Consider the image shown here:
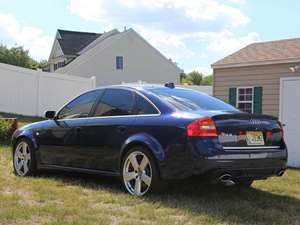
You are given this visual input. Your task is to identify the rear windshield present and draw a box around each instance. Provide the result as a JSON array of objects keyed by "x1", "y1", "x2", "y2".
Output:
[{"x1": 151, "y1": 88, "x2": 239, "y2": 112}]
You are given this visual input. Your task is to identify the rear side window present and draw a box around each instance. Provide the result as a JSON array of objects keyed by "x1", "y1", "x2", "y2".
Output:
[
  {"x1": 151, "y1": 88, "x2": 238, "y2": 112},
  {"x1": 58, "y1": 90, "x2": 103, "y2": 119},
  {"x1": 93, "y1": 89, "x2": 135, "y2": 117},
  {"x1": 135, "y1": 94, "x2": 159, "y2": 115}
]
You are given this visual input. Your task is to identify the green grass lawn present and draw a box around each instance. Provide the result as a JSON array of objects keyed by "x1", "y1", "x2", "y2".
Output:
[
  {"x1": 0, "y1": 143, "x2": 300, "y2": 225},
  {"x1": 1, "y1": 113, "x2": 300, "y2": 224}
]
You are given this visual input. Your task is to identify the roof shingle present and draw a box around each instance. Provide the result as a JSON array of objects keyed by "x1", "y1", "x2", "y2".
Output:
[
  {"x1": 57, "y1": 29, "x2": 101, "y2": 55},
  {"x1": 212, "y1": 38, "x2": 300, "y2": 67}
]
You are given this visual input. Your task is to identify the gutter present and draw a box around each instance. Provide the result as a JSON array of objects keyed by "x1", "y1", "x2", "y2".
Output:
[{"x1": 211, "y1": 58, "x2": 300, "y2": 69}]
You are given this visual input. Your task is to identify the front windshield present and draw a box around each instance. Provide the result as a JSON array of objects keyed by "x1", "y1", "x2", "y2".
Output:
[{"x1": 151, "y1": 88, "x2": 239, "y2": 112}]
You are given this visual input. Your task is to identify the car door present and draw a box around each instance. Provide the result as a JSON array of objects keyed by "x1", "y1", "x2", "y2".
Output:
[
  {"x1": 76, "y1": 88, "x2": 136, "y2": 172},
  {"x1": 37, "y1": 89, "x2": 103, "y2": 167}
]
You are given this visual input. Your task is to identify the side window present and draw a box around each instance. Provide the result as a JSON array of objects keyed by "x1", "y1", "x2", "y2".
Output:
[
  {"x1": 135, "y1": 94, "x2": 159, "y2": 115},
  {"x1": 54, "y1": 63, "x2": 58, "y2": 71},
  {"x1": 93, "y1": 89, "x2": 134, "y2": 117},
  {"x1": 116, "y1": 56, "x2": 123, "y2": 70},
  {"x1": 58, "y1": 90, "x2": 103, "y2": 119}
]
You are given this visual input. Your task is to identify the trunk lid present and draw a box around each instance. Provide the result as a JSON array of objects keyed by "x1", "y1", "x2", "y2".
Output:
[{"x1": 212, "y1": 113, "x2": 283, "y2": 149}]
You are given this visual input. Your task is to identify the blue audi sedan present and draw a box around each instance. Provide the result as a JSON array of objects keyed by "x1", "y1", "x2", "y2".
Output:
[{"x1": 12, "y1": 83, "x2": 287, "y2": 196}]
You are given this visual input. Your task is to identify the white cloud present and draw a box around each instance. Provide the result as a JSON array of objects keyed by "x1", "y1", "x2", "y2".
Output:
[
  {"x1": 68, "y1": 0, "x2": 250, "y2": 28},
  {"x1": 135, "y1": 26, "x2": 196, "y2": 63},
  {"x1": 206, "y1": 31, "x2": 260, "y2": 54},
  {"x1": 67, "y1": 0, "x2": 258, "y2": 70},
  {"x1": 227, "y1": 0, "x2": 246, "y2": 4},
  {"x1": 0, "y1": 13, "x2": 52, "y2": 60},
  {"x1": 136, "y1": 27, "x2": 260, "y2": 60},
  {"x1": 177, "y1": 29, "x2": 259, "y2": 54},
  {"x1": 68, "y1": 0, "x2": 106, "y2": 22}
]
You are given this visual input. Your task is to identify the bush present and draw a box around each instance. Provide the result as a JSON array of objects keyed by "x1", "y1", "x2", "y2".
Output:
[{"x1": 0, "y1": 118, "x2": 18, "y2": 141}]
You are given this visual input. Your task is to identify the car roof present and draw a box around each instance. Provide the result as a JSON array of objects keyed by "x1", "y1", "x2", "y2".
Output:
[{"x1": 94, "y1": 83, "x2": 192, "y2": 92}]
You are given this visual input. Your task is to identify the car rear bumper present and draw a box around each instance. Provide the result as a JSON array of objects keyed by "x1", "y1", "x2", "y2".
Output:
[
  {"x1": 159, "y1": 146, "x2": 287, "y2": 180},
  {"x1": 197, "y1": 150, "x2": 287, "y2": 181}
]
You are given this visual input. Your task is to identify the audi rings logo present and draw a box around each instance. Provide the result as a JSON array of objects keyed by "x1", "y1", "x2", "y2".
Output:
[{"x1": 249, "y1": 119, "x2": 263, "y2": 125}]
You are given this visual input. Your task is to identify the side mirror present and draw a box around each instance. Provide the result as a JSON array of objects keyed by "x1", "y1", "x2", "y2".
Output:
[{"x1": 45, "y1": 111, "x2": 56, "y2": 119}]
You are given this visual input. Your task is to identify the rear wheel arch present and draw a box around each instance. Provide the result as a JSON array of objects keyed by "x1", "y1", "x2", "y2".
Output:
[
  {"x1": 120, "y1": 144, "x2": 165, "y2": 195},
  {"x1": 120, "y1": 133, "x2": 165, "y2": 165},
  {"x1": 119, "y1": 139, "x2": 164, "y2": 183},
  {"x1": 120, "y1": 141, "x2": 163, "y2": 179}
]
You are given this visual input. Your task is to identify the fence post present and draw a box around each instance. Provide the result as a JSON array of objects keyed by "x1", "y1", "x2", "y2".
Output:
[
  {"x1": 91, "y1": 76, "x2": 97, "y2": 88},
  {"x1": 35, "y1": 72, "x2": 41, "y2": 117}
]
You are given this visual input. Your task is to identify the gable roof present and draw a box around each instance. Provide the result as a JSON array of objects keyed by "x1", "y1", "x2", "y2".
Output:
[
  {"x1": 57, "y1": 29, "x2": 102, "y2": 55},
  {"x1": 212, "y1": 37, "x2": 300, "y2": 68},
  {"x1": 56, "y1": 28, "x2": 182, "y2": 74},
  {"x1": 78, "y1": 29, "x2": 119, "y2": 55}
]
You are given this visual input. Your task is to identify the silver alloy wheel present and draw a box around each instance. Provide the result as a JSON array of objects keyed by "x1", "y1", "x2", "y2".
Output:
[
  {"x1": 14, "y1": 141, "x2": 31, "y2": 176},
  {"x1": 123, "y1": 151, "x2": 152, "y2": 196}
]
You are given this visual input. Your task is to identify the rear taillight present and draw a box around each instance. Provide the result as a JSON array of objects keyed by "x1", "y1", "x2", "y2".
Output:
[
  {"x1": 278, "y1": 122, "x2": 284, "y2": 139},
  {"x1": 266, "y1": 131, "x2": 273, "y2": 138},
  {"x1": 187, "y1": 117, "x2": 218, "y2": 137}
]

● How to complete this task
Only the lines that contain the string "windshield" should be copied from the entries above.

● Solution for this problem
You are given this visual input. Your task is to identify the rear windshield present and draw a box around each instance. Provide the result as a JSON array of objects keyed by "x1", "y1", "x2", "y2".
You are given this visual input. Your task is to identify the front windshield present and draw a box around each instance. Provide the result as a JSON array of objects keyed by "x1", "y1", "x2", "y2".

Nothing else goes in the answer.